-- Start Page excerpt --

Endless Life is a Northern
Irish independent film made on location in Belfast on a budget of £2,000. With
an emphasis on improvisation and open-ended resolutions, it recalls the work of
John Cassavetes, an oddly enduring influence throughout Ireland (see also: What Richard Did and Dollhouse). Where other locally produced films,
though undeniably admirable for getting made at all, have been less than
successful – Kieran Majury’s Deadville and Michael McNulty’s Toothbrush
– does Endless Life hold up in its own terms?
Eva (Karen Kinghan) is a young
woman who lives in Belfast with flatmate Claire. As Claire’s career and her
relationship with her boyfriend David become more serious, it becomes evident
that Eva, still very much interested in parties and drinking, will have to move
out. The prospect of a place opens up when her ex-boyfriend Will (played by
Michael MacBroom, the writer and director) returns from aboard. Eva and Will
had an acrimonious break-up following a miscarriage the year before and Eva’s
friends wonder if the rekindling of this relationship is the best thing for the
increasing hedonistic and directionless Eva.
Deadville and Toothbrush
failed primarily was in their inability to maintain a consistent tone. Deadville
had a few moments of surprisingly bleak drama that were ruined by some
really terrible masturbation gags and Toothbrush was all over the place.
Endless Life improves on these
two by its clear artistic purpose and by its seriousness, surprising since a
lot of the film seems to be improvised by the cast. MacBroom clearly wants to
make a film that will be taken seriously, not one that will merely amuse his
mates.
Endless Life is
essentially a portrait of a young Belfast woman on the verge of responsibility
– she knows she has a limited time left to emulate her student days before life
takes over. The obvious counterpoint is Claire, with her career, her fiancée
and her dinner parties in which the other guests are, significantly, older.

-- End Page excerpt --
-- Start Provided information --

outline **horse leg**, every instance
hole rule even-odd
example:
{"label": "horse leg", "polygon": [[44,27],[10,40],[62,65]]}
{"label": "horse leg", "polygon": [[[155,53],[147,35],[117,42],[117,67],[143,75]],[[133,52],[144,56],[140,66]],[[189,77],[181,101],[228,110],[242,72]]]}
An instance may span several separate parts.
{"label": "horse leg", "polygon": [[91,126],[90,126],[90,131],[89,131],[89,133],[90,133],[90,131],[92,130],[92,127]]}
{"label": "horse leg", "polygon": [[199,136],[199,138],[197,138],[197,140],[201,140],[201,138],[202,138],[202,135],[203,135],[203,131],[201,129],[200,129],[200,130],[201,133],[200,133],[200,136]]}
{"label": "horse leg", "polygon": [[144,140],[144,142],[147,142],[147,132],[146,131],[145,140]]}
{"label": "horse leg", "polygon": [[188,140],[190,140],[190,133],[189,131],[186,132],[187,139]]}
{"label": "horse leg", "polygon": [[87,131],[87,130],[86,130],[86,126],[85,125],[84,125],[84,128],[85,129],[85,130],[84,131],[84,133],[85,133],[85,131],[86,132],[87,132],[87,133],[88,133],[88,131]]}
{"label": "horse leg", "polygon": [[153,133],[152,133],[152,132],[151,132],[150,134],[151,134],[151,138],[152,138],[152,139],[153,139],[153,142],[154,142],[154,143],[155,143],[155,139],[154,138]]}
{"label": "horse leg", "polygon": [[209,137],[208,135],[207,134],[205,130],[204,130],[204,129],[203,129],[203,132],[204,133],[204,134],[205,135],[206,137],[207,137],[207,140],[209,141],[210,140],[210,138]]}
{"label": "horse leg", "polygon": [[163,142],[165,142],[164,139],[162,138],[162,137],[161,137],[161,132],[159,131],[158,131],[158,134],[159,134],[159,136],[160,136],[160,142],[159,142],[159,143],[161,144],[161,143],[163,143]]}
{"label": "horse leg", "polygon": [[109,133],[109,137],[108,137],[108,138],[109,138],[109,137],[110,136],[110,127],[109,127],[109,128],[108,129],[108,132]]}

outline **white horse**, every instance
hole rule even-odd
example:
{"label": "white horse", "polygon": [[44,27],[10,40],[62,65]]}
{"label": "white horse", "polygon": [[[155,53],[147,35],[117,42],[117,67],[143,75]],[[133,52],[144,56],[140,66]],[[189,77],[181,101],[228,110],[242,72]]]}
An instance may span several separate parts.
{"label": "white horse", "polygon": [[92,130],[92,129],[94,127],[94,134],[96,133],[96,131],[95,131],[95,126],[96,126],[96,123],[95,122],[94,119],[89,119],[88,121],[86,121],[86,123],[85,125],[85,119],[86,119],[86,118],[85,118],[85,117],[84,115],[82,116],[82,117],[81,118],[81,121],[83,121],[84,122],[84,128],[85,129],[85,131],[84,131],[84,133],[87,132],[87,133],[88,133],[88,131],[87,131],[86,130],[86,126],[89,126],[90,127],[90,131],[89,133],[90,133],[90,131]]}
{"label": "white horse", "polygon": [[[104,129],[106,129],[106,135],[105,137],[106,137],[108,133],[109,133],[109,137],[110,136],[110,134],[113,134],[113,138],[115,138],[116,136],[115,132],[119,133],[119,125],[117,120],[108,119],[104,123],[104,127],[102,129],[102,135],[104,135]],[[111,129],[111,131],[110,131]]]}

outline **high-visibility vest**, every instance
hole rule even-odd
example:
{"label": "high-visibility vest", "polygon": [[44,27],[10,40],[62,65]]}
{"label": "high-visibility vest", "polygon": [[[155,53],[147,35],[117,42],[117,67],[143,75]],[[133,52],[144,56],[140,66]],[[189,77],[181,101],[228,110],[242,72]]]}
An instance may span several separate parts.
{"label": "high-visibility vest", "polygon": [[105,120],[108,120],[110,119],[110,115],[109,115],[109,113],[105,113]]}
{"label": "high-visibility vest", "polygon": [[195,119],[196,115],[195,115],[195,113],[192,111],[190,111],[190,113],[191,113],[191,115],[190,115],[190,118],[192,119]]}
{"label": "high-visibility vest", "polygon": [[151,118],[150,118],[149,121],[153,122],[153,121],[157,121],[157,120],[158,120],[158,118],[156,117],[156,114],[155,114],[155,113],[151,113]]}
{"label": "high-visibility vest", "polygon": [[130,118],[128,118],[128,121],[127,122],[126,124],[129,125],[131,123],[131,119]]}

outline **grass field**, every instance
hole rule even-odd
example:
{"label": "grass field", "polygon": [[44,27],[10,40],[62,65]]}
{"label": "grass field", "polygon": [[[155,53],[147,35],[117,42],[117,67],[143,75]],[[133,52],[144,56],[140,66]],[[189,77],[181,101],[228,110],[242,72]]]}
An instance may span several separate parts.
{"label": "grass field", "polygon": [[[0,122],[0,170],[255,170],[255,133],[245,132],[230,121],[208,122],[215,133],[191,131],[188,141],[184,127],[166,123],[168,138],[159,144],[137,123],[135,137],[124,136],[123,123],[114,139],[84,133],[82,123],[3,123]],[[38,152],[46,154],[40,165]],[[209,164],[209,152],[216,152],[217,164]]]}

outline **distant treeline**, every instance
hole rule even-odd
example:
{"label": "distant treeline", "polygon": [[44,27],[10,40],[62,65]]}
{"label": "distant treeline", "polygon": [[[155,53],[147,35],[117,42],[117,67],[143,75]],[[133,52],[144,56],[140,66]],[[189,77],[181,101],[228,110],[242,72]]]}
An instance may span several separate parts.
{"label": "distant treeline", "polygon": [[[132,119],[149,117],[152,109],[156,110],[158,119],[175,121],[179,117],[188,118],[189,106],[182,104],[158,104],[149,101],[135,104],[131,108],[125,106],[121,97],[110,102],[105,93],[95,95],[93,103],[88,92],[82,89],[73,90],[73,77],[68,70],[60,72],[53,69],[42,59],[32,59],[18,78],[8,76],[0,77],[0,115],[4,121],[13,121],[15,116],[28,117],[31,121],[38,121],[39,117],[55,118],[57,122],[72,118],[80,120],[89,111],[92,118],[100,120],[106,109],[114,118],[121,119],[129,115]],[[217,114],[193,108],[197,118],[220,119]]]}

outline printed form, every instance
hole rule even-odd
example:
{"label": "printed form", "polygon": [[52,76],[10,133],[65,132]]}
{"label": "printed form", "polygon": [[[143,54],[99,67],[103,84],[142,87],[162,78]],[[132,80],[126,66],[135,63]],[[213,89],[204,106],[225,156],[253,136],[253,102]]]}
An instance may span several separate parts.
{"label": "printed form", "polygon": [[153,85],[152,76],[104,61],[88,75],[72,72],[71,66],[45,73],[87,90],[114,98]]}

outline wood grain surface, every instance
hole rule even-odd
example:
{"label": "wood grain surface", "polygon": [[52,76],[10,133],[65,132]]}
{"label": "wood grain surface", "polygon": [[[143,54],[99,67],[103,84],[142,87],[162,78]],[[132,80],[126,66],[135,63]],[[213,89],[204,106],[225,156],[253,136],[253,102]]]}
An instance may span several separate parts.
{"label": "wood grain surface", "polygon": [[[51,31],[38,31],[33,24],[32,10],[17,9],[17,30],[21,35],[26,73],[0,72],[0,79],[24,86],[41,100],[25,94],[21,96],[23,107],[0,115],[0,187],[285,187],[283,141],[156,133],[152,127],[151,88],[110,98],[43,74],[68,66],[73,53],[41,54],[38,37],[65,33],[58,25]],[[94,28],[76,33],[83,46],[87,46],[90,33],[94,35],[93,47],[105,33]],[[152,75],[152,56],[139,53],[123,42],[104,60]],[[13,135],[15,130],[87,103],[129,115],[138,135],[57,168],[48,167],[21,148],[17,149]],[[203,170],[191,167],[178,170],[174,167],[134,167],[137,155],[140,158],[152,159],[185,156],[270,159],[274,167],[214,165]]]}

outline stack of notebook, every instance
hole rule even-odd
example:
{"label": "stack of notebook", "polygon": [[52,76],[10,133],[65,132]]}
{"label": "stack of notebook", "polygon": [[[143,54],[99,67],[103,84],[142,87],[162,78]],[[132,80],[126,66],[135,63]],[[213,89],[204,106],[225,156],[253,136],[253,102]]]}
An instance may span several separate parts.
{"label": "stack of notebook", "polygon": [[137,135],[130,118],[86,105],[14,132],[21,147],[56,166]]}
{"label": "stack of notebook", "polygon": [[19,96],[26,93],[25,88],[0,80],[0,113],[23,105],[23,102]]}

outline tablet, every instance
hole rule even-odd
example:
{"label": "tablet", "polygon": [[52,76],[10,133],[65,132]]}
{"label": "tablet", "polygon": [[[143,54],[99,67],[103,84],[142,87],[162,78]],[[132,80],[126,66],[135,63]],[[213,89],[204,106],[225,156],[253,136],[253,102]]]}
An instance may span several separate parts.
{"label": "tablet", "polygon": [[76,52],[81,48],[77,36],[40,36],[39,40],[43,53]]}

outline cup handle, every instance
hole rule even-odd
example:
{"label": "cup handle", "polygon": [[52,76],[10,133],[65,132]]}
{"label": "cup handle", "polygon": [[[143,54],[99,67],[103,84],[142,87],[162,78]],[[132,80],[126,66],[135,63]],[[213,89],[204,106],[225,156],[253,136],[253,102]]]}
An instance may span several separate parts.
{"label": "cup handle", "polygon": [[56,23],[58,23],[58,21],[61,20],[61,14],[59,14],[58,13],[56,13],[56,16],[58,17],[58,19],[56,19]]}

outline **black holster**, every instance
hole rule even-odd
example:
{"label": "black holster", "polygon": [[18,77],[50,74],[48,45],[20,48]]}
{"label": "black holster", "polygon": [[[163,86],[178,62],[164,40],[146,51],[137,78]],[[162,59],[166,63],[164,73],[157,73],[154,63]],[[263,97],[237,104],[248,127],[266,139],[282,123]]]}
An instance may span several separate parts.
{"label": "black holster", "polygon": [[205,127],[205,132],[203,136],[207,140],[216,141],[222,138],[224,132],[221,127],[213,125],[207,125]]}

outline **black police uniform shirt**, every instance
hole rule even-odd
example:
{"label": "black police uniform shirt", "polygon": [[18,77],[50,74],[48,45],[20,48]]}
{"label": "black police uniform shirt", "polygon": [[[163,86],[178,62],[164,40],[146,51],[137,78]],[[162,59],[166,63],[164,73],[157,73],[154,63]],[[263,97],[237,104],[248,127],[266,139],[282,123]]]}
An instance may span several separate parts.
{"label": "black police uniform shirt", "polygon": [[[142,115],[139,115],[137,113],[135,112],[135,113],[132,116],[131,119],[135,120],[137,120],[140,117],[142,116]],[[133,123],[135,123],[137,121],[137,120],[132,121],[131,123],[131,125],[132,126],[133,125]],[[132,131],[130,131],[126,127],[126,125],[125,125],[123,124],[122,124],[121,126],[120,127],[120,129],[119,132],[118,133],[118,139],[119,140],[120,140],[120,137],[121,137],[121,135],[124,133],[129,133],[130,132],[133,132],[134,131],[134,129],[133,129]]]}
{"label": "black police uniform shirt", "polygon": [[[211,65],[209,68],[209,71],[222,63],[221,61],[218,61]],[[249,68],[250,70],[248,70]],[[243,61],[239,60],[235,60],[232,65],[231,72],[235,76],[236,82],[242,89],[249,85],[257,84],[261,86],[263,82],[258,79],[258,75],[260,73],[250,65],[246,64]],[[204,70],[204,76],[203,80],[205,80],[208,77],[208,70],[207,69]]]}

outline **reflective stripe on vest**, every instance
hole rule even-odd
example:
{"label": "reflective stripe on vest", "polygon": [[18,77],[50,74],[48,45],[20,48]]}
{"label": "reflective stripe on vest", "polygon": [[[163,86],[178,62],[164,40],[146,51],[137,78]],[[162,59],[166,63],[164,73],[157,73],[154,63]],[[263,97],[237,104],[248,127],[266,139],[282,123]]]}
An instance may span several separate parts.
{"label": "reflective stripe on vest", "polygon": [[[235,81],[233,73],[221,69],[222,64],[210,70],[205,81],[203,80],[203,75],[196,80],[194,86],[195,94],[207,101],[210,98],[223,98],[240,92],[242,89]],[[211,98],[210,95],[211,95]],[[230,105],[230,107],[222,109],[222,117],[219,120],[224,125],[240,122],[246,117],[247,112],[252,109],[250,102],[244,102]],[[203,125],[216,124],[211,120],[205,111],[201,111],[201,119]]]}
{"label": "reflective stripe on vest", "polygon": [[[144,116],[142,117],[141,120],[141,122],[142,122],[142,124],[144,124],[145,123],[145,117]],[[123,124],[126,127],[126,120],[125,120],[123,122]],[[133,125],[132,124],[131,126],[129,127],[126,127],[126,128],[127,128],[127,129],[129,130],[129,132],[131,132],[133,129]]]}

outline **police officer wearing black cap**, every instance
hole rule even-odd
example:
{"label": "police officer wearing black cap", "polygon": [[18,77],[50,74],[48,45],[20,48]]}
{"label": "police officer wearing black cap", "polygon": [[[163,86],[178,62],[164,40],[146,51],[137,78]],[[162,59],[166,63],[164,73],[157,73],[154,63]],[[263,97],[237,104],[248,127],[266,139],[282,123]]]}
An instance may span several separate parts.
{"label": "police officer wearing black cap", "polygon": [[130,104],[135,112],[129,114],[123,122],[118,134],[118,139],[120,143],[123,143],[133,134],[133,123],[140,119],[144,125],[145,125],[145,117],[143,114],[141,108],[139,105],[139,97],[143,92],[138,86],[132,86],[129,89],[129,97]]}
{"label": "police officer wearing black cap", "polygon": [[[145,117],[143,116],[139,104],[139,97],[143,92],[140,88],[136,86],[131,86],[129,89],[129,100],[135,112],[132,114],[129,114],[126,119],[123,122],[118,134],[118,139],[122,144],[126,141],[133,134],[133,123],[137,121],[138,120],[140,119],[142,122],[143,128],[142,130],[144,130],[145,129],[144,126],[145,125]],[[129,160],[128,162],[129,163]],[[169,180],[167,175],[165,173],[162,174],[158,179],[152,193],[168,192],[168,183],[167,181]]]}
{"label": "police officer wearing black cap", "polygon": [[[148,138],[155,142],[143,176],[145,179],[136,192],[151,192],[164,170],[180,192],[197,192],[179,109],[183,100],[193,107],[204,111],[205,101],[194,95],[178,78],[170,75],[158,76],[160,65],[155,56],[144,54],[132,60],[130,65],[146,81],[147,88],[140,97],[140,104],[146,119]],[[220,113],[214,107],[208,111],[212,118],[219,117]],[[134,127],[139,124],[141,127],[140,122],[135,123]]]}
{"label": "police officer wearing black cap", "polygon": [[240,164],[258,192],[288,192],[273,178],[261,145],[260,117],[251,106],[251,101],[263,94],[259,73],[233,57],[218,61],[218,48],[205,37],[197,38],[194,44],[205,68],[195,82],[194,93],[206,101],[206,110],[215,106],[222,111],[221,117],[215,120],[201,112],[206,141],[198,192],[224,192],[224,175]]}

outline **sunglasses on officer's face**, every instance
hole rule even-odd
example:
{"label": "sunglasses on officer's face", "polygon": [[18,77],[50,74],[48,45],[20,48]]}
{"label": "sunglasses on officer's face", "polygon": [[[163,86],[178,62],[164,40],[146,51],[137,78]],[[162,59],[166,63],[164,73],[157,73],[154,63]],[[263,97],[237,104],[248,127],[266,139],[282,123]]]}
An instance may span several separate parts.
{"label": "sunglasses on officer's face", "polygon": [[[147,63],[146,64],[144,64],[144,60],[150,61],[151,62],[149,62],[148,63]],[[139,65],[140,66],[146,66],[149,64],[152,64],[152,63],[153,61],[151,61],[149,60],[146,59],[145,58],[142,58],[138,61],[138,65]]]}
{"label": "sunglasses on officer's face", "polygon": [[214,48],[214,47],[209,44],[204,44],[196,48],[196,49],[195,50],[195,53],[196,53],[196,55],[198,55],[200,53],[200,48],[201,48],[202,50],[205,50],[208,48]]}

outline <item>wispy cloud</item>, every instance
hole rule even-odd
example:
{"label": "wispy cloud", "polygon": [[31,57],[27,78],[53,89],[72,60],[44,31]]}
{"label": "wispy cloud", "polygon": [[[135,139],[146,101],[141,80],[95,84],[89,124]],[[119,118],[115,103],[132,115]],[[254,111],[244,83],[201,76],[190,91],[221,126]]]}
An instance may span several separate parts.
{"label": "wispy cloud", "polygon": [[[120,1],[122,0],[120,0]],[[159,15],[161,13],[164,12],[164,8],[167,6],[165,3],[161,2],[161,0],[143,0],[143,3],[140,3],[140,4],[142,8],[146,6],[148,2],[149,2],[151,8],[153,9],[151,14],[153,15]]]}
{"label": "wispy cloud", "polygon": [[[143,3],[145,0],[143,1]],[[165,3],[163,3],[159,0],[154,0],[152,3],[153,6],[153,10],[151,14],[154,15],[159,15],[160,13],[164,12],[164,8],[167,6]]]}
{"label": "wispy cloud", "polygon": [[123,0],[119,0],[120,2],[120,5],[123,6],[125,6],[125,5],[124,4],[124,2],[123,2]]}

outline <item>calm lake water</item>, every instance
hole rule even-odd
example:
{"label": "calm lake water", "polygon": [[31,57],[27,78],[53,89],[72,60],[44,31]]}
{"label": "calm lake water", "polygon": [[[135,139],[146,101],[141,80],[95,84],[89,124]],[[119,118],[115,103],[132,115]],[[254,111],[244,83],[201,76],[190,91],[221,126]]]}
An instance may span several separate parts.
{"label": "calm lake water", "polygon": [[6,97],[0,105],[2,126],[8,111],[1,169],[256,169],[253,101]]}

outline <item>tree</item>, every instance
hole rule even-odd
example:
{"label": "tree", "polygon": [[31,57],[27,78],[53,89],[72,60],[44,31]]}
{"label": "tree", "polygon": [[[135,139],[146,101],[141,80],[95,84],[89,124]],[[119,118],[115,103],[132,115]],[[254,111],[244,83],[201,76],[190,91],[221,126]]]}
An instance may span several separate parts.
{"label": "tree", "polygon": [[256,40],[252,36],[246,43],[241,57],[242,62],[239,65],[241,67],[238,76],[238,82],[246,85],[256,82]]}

-- End Provided information --

§ **Set exercise A**
Reproduce the Endless Life review word for word, between "Endless Life improves" and "are, significantly, older.", inclusive.
§ **Set exercise B**
Carry on the Endless Life review from the point where it ends.

§ **Written answer A**
Endless Life improves on these
two by its clear artistic purpose and by its seriousness, surprising since a
lot of the film seems to be improvised by the cast. MacBroom clearly wants to
make a film that will be taken seriously, not one that will merely amuse his
mates.
Endless Life is
essentially a portrait of a young Belfast woman on the verge of responsibility
– she knows she has a limited time left to emulate her student days before life
takes over. The obvious counterpoint is Claire, with her career, her fiancée
and her dinner parties in which the other guests are, significantly, older.

§ **Written answer B**
However, MacBroom is not such a dogmatic filmmaker and he does allow life’s
messiness into his fiction, since there is the much more ambiguous figure of
Eva’s best friend Liza – who has a job yet manages to match Eva almost drink
for drink. MacBroom does not offer any overt explanations for Eva’s behaviour and,
most refreshingly, does not make any judgements. When Will confronts Eva about
her lifestyle, it is difficult know why he is so angry or towards whom MacBroom
himself is most sympathetic. Endless
Life tries to tackle humanity as a
multifaceted and constantly fluctuating series of moods and desires, which are
often unpredictable, even somewhat unknowable. The film’s ambiguities are less
the result of a conscious stylistic choice and more a means of expressing the
complexities of life. Never clear-cut, Claire’s dinner party, for example, is
played for laughs but throughout maintains a degree of uneasiness and an
underlying sadness. Meanwhile, a scenic holiday ends up being so
self-consciously romantic that it becomes awkward, almost bitter.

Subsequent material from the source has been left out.